(Raw records)
————————

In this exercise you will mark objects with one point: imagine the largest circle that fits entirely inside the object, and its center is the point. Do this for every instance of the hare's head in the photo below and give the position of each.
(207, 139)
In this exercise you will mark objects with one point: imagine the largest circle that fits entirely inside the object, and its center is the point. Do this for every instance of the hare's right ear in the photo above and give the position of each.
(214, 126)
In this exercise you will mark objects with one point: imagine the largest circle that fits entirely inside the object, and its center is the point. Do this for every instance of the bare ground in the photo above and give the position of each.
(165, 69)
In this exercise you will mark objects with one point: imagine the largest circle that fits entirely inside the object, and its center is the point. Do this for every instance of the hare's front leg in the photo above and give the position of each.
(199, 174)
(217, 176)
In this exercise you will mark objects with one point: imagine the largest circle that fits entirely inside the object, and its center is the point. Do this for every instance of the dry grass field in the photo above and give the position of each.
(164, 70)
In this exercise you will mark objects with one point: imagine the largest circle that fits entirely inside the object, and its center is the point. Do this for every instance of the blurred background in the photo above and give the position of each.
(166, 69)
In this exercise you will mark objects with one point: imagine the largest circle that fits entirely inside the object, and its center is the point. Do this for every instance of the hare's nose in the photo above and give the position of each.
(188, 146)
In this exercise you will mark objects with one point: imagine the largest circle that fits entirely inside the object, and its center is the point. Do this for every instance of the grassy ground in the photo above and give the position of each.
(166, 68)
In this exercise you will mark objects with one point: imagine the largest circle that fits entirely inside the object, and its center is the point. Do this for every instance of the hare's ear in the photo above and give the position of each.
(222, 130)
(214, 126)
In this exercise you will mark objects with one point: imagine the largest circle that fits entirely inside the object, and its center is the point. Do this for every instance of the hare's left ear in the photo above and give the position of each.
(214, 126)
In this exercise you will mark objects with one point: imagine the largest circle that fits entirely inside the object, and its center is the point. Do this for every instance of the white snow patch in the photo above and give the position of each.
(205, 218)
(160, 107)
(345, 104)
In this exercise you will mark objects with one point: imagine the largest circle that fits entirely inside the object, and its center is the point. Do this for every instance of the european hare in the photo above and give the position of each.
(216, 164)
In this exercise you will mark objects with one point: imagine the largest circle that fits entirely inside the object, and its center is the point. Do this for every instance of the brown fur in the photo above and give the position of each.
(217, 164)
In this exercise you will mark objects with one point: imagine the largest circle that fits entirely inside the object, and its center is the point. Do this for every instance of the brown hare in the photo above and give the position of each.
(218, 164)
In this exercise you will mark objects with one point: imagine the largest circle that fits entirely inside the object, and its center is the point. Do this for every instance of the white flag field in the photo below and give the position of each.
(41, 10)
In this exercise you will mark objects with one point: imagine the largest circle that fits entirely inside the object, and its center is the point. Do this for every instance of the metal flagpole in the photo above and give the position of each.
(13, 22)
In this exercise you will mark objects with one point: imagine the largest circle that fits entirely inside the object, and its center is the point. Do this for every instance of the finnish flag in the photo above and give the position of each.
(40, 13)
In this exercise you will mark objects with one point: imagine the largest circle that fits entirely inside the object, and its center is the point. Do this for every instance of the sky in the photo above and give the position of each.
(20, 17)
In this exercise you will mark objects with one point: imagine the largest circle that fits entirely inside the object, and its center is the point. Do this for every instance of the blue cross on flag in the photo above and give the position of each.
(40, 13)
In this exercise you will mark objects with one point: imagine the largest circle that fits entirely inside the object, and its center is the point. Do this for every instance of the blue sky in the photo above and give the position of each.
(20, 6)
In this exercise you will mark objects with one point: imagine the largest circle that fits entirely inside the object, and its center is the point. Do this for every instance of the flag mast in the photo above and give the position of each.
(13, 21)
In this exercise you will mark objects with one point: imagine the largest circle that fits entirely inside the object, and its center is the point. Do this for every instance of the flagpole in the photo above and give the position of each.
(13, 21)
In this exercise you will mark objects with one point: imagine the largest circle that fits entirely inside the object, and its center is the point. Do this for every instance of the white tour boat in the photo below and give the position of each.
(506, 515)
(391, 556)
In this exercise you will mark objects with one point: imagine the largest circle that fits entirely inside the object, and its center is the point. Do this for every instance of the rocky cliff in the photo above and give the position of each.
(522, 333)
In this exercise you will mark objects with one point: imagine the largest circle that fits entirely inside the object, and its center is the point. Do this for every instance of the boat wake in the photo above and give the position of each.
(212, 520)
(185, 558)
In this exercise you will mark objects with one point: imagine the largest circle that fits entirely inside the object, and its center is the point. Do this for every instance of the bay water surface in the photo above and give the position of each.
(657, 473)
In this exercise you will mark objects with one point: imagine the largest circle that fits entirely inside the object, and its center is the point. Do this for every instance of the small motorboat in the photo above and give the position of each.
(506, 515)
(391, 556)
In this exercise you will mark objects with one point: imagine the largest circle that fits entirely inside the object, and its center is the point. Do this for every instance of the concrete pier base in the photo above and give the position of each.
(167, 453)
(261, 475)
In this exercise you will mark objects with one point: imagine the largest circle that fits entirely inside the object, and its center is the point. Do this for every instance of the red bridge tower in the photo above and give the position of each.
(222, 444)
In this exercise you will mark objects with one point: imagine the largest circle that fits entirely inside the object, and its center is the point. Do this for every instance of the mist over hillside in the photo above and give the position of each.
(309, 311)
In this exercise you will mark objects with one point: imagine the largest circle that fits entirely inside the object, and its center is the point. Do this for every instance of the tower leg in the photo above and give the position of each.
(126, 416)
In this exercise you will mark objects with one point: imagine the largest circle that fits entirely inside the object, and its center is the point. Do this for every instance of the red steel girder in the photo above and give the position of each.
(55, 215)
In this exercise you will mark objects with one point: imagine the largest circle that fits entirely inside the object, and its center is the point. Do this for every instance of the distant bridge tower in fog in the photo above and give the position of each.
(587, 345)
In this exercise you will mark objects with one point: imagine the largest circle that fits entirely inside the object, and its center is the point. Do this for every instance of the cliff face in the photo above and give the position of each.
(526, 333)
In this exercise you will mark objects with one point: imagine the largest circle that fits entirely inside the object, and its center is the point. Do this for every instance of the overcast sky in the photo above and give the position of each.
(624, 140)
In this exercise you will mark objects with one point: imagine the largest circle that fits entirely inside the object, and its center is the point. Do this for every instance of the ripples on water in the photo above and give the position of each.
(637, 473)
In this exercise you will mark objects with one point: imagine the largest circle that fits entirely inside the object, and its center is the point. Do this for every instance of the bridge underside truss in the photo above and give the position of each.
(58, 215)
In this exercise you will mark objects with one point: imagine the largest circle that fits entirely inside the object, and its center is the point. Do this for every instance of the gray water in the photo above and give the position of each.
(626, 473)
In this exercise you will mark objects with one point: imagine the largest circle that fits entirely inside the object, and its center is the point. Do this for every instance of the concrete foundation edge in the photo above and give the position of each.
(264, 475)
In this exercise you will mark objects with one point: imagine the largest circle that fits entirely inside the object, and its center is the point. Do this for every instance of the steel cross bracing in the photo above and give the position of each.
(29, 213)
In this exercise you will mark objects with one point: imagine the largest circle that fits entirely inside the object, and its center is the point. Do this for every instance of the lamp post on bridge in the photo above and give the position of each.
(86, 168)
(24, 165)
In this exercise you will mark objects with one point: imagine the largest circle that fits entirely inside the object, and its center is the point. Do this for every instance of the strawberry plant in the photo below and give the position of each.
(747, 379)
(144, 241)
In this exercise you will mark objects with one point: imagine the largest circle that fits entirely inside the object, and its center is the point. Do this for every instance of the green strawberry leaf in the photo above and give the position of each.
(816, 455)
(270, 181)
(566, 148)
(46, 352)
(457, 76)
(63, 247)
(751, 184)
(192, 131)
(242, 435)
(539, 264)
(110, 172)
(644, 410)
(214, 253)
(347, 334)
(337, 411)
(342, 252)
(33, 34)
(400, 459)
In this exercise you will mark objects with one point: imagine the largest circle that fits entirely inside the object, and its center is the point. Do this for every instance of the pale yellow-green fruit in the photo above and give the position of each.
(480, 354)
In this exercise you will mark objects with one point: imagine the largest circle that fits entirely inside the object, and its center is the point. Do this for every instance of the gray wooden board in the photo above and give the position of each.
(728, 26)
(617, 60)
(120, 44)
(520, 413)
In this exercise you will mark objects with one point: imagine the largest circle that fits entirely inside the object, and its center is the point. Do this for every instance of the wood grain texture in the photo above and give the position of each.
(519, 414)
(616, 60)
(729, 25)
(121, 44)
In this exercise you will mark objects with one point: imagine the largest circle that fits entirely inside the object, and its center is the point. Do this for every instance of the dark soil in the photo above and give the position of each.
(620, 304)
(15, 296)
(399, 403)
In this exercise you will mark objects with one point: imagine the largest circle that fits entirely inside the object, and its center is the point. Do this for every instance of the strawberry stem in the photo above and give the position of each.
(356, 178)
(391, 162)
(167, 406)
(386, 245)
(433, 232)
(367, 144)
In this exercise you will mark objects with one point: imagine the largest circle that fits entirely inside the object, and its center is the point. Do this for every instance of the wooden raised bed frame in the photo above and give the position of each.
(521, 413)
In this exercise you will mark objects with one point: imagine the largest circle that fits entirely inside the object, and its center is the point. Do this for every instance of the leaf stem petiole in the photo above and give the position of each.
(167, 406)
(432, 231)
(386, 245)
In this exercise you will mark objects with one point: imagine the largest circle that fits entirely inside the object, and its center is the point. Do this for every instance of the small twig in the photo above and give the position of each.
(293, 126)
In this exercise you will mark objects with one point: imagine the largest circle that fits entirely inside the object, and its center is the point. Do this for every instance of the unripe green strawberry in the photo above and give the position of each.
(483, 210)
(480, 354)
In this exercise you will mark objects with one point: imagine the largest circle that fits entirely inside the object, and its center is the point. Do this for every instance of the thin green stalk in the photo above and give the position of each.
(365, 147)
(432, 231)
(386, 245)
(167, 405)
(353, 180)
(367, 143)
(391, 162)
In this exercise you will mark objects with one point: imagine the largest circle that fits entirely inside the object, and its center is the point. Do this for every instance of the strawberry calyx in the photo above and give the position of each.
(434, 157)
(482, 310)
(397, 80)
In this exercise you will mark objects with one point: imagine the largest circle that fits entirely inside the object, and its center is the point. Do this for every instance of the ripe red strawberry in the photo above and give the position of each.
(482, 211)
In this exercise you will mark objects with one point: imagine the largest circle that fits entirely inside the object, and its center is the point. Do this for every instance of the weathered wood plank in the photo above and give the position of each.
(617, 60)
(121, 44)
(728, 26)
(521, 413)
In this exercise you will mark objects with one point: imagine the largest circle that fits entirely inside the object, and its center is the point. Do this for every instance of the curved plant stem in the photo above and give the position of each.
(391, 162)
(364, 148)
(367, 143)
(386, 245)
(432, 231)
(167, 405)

————————

▸ **Aim of the exercise**: Please extract exactly, and only, the lines from the line containing "the strawberry calyx" through the last line of the records.

▸ **Complete response**:
In this exercise you will mark objects with one point: imagine the largest circle that fits entirely inside the object, and its center is the point. Do this for every instance of the strawberry calyx in the photo above and give the position of each.
(434, 157)
(482, 310)
(397, 80)
In this exercise you will mark objects with one point: imagine the largest circle that fits entirely inside the object, and its center is the point. Do this for every instance of the ripe red strawberry in the photo above and give the position of each.
(482, 211)
In this exercise you will mark objects with one point: imagine the largest circle that fits entirely inside the object, and its center is the point. Do this for every instance of the weathered wood plank in the photo above and give the position of each.
(617, 60)
(121, 44)
(728, 26)
(521, 413)
In this exercise you will mark objects with one point: imagine the largest circle that fits entirely inside the object, and its center is the point. Do this for every instance of the curved plant stem in the photo above and give the position of each.
(391, 162)
(364, 148)
(367, 143)
(386, 245)
(432, 231)
(167, 405)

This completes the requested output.